» **Information shown**
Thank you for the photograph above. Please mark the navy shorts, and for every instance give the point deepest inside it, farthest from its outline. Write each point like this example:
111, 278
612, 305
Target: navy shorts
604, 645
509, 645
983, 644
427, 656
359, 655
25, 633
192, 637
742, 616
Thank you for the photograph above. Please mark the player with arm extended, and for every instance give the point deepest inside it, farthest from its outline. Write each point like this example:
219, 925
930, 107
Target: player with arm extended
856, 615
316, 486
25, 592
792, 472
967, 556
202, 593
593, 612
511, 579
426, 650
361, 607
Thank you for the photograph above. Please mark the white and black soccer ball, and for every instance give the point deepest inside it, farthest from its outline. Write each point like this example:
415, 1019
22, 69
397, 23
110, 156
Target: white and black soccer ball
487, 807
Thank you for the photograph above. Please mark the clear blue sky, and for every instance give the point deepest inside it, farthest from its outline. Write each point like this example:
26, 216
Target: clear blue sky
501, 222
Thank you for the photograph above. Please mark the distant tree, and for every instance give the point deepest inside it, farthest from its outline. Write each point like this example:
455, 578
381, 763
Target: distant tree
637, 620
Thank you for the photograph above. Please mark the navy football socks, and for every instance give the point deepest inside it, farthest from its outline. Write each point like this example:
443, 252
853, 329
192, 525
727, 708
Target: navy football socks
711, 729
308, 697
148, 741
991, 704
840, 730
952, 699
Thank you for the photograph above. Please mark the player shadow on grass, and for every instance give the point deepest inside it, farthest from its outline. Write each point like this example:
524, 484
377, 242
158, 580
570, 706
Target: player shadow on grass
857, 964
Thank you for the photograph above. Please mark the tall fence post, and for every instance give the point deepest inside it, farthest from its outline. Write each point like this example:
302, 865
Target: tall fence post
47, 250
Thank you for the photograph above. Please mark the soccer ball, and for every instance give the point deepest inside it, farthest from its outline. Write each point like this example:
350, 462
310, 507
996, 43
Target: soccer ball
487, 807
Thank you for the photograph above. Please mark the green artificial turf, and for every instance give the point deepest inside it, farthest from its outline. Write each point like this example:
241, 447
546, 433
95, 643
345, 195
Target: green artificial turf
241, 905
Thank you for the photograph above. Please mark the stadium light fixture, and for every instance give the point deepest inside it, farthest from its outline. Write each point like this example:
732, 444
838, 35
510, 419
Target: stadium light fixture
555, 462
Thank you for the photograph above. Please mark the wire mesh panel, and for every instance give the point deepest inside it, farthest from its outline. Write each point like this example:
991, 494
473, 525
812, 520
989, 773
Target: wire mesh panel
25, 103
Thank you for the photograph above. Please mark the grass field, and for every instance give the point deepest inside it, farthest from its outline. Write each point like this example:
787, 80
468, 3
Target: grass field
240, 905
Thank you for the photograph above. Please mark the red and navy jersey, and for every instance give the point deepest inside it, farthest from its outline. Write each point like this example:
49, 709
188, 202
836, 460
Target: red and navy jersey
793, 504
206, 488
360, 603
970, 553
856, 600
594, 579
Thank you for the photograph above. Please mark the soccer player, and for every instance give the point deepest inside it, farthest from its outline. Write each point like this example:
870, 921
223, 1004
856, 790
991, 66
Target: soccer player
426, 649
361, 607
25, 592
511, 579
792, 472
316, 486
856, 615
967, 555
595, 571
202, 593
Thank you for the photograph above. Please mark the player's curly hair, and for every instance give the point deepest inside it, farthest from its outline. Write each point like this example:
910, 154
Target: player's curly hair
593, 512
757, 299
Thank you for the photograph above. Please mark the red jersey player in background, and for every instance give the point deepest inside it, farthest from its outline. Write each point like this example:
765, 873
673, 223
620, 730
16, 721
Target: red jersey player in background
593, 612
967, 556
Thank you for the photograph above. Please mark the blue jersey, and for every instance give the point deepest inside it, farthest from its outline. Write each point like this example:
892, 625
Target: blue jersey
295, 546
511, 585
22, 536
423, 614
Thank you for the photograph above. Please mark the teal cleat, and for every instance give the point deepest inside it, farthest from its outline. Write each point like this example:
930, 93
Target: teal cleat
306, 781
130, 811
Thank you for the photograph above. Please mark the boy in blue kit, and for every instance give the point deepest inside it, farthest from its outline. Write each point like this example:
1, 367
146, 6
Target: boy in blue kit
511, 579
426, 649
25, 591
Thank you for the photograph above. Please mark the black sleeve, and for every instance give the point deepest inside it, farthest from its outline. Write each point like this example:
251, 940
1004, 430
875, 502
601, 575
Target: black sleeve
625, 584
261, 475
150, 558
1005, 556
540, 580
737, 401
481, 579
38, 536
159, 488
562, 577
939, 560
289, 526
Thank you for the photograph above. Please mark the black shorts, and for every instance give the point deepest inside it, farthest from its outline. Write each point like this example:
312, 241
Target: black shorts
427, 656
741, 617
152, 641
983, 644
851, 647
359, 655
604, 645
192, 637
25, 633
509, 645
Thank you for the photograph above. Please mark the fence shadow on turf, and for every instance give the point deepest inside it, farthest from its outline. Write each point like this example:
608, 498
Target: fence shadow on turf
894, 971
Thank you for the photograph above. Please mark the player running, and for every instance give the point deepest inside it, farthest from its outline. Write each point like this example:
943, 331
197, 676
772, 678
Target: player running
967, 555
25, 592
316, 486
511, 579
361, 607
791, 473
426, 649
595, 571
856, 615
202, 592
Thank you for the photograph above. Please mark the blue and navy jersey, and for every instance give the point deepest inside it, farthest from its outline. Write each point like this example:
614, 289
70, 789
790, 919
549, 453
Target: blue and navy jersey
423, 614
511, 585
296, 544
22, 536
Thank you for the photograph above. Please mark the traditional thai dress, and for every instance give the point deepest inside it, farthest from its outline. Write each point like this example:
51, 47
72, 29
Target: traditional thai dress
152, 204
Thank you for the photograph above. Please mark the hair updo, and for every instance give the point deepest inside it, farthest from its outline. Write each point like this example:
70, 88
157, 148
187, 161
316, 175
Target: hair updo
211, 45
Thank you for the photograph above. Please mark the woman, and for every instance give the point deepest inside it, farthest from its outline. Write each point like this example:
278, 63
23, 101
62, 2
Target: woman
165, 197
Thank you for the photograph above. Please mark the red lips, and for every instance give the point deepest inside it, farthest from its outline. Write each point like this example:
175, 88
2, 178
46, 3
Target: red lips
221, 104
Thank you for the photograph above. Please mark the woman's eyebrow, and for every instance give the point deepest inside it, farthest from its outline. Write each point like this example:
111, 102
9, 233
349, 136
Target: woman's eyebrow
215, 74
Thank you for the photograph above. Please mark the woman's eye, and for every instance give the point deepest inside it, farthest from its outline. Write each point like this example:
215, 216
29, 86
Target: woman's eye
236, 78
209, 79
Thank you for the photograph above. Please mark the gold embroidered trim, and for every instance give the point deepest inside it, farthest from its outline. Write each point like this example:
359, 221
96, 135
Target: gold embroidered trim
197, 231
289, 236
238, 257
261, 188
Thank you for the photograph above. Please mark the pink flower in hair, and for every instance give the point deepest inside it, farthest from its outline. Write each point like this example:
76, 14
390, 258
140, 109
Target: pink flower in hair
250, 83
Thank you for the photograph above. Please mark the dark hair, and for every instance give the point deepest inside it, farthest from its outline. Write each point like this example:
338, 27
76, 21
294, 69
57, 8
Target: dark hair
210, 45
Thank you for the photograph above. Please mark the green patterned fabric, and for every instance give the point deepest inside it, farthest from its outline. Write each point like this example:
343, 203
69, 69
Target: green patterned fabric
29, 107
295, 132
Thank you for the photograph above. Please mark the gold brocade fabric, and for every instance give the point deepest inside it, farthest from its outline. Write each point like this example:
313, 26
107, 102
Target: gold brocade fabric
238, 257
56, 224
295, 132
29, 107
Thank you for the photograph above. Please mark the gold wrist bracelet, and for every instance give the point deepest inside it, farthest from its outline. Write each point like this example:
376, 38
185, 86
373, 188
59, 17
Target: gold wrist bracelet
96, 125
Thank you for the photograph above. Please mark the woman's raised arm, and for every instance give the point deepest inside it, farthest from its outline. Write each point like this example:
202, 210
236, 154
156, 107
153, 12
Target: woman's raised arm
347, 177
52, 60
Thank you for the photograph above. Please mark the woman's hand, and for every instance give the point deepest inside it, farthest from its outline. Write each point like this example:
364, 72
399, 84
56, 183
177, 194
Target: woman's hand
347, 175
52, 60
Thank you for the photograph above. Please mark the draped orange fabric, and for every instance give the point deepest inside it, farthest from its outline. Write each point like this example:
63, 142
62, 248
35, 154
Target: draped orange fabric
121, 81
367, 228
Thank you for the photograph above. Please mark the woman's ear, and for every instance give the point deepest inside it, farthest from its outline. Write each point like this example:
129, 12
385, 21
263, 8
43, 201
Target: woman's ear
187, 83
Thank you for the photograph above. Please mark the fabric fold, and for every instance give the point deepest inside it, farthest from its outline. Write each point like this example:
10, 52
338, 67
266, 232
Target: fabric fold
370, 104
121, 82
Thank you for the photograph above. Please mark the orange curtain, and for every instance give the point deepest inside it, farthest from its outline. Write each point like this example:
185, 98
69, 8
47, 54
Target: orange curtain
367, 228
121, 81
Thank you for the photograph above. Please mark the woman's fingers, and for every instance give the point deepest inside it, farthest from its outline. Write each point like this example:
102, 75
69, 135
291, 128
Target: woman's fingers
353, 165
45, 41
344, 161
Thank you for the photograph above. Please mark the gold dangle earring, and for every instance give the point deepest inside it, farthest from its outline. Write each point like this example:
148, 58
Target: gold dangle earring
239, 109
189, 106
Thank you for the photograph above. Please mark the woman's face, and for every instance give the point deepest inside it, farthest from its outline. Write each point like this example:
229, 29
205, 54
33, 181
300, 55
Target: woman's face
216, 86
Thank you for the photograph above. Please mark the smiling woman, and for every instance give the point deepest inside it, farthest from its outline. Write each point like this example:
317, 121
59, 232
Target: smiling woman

» **Work required**
The required output is the span of lines from the one containing "Thank you for the photograph above. Please mark the gold dangle" to the last line, reproduced character for character.

» **Answer below**
Thank you for the photograph above. Please mark the gold dangle earring, and for every instance give the point deepest inside it, farthest from its outline. Write each point like this example:
148, 58
Target: gold dangle earring
239, 109
189, 106
Thank you for the photograph above. Please mark the woman's face, and for every instance give the point deepest inside it, farthest from its outline. Write each point like this example:
229, 29
205, 54
33, 181
300, 55
Target: woman's face
216, 86
Thank you for the photograph above. Please mark the smiling woman, and for every instance give the point deepest inside it, farthest from its outline. Write each point like this example:
317, 121
59, 232
Target: smiling woman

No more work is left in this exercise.